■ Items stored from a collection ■
-=-=-=-=-
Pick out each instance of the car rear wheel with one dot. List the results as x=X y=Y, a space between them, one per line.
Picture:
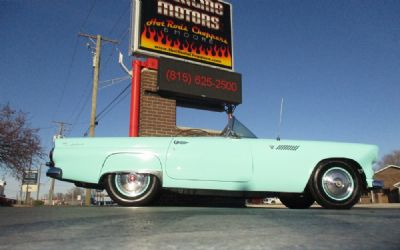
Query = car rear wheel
x=336 y=185
x=132 y=189
x=297 y=201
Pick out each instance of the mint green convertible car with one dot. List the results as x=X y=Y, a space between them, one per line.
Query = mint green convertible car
x=135 y=170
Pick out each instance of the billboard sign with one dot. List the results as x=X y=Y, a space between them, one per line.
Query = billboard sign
x=195 y=30
x=198 y=83
x=30 y=177
x=29 y=188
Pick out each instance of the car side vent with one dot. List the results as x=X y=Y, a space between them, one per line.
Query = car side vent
x=287 y=147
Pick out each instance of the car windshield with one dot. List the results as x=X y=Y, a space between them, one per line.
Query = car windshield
x=236 y=129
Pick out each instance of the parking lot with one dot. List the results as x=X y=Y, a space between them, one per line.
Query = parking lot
x=268 y=227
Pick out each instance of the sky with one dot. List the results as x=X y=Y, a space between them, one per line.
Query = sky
x=336 y=64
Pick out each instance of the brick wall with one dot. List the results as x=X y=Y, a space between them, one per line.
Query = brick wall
x=157 y=115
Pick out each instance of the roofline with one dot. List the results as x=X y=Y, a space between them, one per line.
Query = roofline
x=389 y=166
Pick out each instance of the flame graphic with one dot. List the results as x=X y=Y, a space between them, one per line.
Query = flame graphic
x=159 y=41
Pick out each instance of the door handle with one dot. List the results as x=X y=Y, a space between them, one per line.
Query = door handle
x=180 y=142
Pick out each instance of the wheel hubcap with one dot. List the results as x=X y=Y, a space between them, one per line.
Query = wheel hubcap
x=338 y=184
x=132 y=184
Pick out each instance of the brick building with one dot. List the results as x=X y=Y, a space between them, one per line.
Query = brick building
x=390 y=193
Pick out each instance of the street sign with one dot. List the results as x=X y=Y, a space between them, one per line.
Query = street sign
x=29 y=188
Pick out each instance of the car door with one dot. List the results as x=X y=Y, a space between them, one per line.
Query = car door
x=210 y=159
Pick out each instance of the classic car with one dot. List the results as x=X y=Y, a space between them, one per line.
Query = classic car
x=135 y=170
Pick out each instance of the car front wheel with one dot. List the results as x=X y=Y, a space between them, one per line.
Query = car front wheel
x=132 y=189
x=336 y=185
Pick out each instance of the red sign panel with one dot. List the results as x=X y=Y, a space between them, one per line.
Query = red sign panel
x=195 y=30
x=190 y=82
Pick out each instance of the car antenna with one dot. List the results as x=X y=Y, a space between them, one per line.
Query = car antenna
x=280 y=121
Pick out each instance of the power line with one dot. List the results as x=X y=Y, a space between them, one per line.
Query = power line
x=69 y=70
x=88 y=15
x=113 y=101
x=64 y=86
x=109 y=110
x=118 y=20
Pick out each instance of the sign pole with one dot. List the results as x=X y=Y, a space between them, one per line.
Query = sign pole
x=137 y=66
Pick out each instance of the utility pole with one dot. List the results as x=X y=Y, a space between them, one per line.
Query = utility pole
x=60 y=133
x=39 y=174
x=96 y=71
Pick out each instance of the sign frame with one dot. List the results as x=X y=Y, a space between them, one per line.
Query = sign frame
x=199 y=86
x=135 y=40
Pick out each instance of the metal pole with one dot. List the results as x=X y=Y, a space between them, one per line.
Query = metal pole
x=135 y=99
x=96 y=65
x=39 y=173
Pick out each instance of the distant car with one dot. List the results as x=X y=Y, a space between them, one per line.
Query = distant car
x=135 y=170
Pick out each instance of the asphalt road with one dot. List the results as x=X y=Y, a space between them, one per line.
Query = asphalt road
x=198 y=228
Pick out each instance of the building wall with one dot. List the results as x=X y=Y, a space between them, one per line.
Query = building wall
x=157 y=114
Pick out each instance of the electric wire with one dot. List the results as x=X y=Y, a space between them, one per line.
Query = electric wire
x=111 y=108
x=69 y=70
x=98 y=116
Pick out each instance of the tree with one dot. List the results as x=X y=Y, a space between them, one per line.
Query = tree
x=19 y=144
x=390 y=159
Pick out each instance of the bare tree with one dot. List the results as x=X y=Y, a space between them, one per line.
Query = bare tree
x=390 y=159
x=19 y=144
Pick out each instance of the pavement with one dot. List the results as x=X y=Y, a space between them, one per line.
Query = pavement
x=373 y=226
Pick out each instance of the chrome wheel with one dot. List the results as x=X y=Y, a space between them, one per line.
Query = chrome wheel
x=338 y=184
x=132 y=189
x=132 y=184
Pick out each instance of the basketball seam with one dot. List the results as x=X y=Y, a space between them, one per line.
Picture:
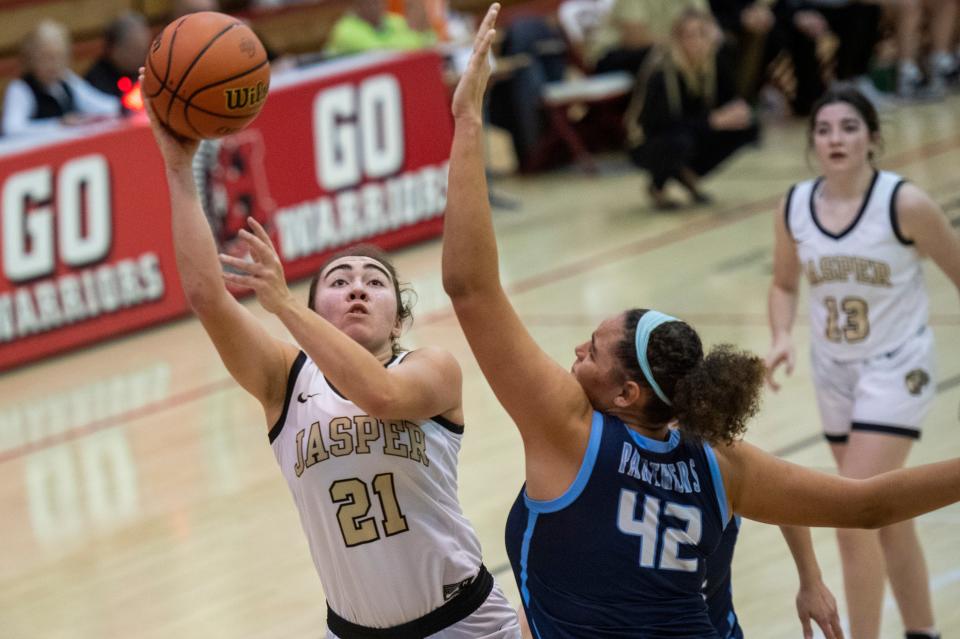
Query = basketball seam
x=153 y=69
x=193 y=63
x=225 y=80
x=209 y=112
x=188 y=103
-=-=-=-=-
■ AIM OF THE TASK ■
Rewrite every one of the rows above as a numbered list, skipping any blank lines and leaving the pictures out.

■ EXERCISE ANSWER ■
1. Pick out each instance of the car rear wheel with one dot. List the results as x=X y=Y, a space between them, one per line.
2. Picture:
3. Query = car rear wheel
4. x=336 y=185
5. x=132 y=189
6. x=297 y=201
7. Pick out each instance of the mint green convertible car with one dot. List the results as x=X y=Y, a space between them, one per line.
8. Query = mint green convertible car
9. x=135 y=170
10. Pick out each instance of the billboard sign with one dot. List the results as x=X y=Y, a space between them, one per line.
11. Query = billboard sign
12. x=195 y=30
13. x=198 y=83
14. x=30 y=177
15. x=29 y=188
16. Pick out each instance of the car side vent with one dot. List the results as x=X y=Y, a space between them, one per line.
17. Query = car side vent
18. x=287 y=147
19. Pick out each instance of the car windshield with one dot. List the results as x=X y=Y, a space between them, one per line.
20. Query = car windshield
21. x=236 y=129
22. Pick out each instance of the parking lot with one dot. List the results as x=X y=Y, a space between them, one per line.
23. Query = parking lot
24. x=268 y=227
25. Pick out each instance of the sky with one dot. List the results as x=X y=Y, a space between them, one per line.
26. Query = sky
27. x=336 y=64
28. Pick out each instance of the brick wall with one dot. List the results as x=X y=Y, a space between them, one per line.
29. Query = brick wall
30. x=157 y=115
31. Pick out each instance of the roofline with one dot. List the results as x=X y=Y, a space between them, one per line.
32. Query = roofline
33. x=389 y=166
34. Pick out each instance of the flame graphic with one dot. List the results as x=X y=Y, a space between them, one per line.
35. Query = flame graphic
36. x=159 y=41
37. Pick out each instance of the door handle with one dot. List the results as x=X y=Y, a space between them, one per line.
38. Query = door handle
39. x=180 y=142
40. Pick out each instance of the wheel hubcap with one dot. List the results as x=X y=Y, a space between them, one per line.
41. Query = wheel hubcap
42. x=338 y=184
43. x=132 y=184
44. Pick out each instance of the brick building with one dot. List the results as x=X y=Y, a space between them, one per line.
45. Query = brick building
46. x=390 y=193
47. Pick out each instance of the street sign with one dot. List the results as x=X y=Y, a space between them, one per line.
48. Query = street sign
49. x=29 y=188
50. Pick out each instance of the car door with one dot. List the results as x=X y=Y, a space between them, one per line.
51. Query = car door
52. x=210 y=159
53. Pick out each instance of the classic car with one dot. List the results as x=X y=Y, a space between them, one per line.
54. Query = classic car
55. x=135 y=170
56. Pick out each instance of the car front wheel with one dot. List the results as x=X y=Y, a space between them, one per line.
57. Query = car front wheel
58. x=132 y=189
59. x=336 y=185
60. Pick out each instance of the red sign panel with one dot. List the results as x=X y=Y, a space between them, one per line.
61. Query = red sign panel
62. x=195 y=30
63. x=190 y=82
64. Pick out each instance of the car antenna with one dot. List the results as x=X y=Y, a space between them, one per line.
65. Query = car antenna
66. x=280 y=121
67. Pick out each instance of the power line with one dot. List the results as x=X y=Y, a space between them, one per line.
68. Query = power line
69. x=69 y=70
70. x=88 y=15
71. x=113 y=101
72. x=64 y=86
73. x=109 y=110
74. x=118 y=20
75. Pick out each instance of the sign pole with one dot. List the results as x=X y=Y, a space between them, one per line.
76. Query = sign pole
77. x=137 y=66
78. Pick out each instance of the utility pole with one dot. List the results as x=X y=Y, a space between them, one per line.
79. Query = utility pole
80. x=60 y=133
81. x=39 y=174
82. x=96 y=71
83. Pick out each instance of the sign frame with one dot. List the results as x=X y=Y, a space between them, one per line.
84. Query = sign frame
85. x=199 y=86
86. x=135 y=40
87. Pick out each instance of the metal pole with one dot. List the results as x=X y=Y, a space between them, one per line.
88. Query = metal pole
89. x=135 y=99
90. x=96 y=65
91. x=39 y=173
92. Pick out each instance of the distant car with one dot. List the results as x=X y=Y, a space between them, one per line.
93. Query = distant car
94. x=135 y=170
95. Pick out each instance of the asphalt road with one dot. List the results as x=X y=Y, a space between them, one per line.
96. Query = asphalt road
97. x=198 y=228
98. Pick out each instance of the building wall with one dot. List the results as x=X y=Y, a space between them, one per line.
99. Query = building wall
100. x=157 y=114
101. Pick out each instance of the electric wire with one dot. List the results as x=X y=Y, a space between them, one per line.
102. Query = electric wire
103. x=111 y=108
104. x=69 y=70
105. x=98 y=116
106. Pick out each instance of the tree with one dot. List the results as x=X y=Y, a space between them, one per line.
107. Query = tree
108. x=19 y=144
109. x=390 y=159
110. Pick out each instance of the bare tree with one dot. List the results as x=X y=Y, a space between them, one per line.
111. Query = bare tree
112. x=390 y=159
113. x=19 y=144
114. Pick out each instance of the pavement with one dot. List the results as x=X y=Y, a space between them, one per line.
115. Query = pavement
116. x=373 y=226
117. Pick out each instance of the chrome wheel with one dot. List the results as x=X y=Y, a space between them, one per line.
118. Query = chrome wheel
119. x=338 y=184
120. x=132 y=189
121. x=132 y=184
122. Pick out each instance of the basketball seam with one dot. List the results as x=X y=Y, a space between them, one per line.
123. Picture:
124. Query = basketball seam
125. x=153 y=69
126. x=193 y=63
127. x=225 y=80
128. x=209 y=112
129. x=188 y=103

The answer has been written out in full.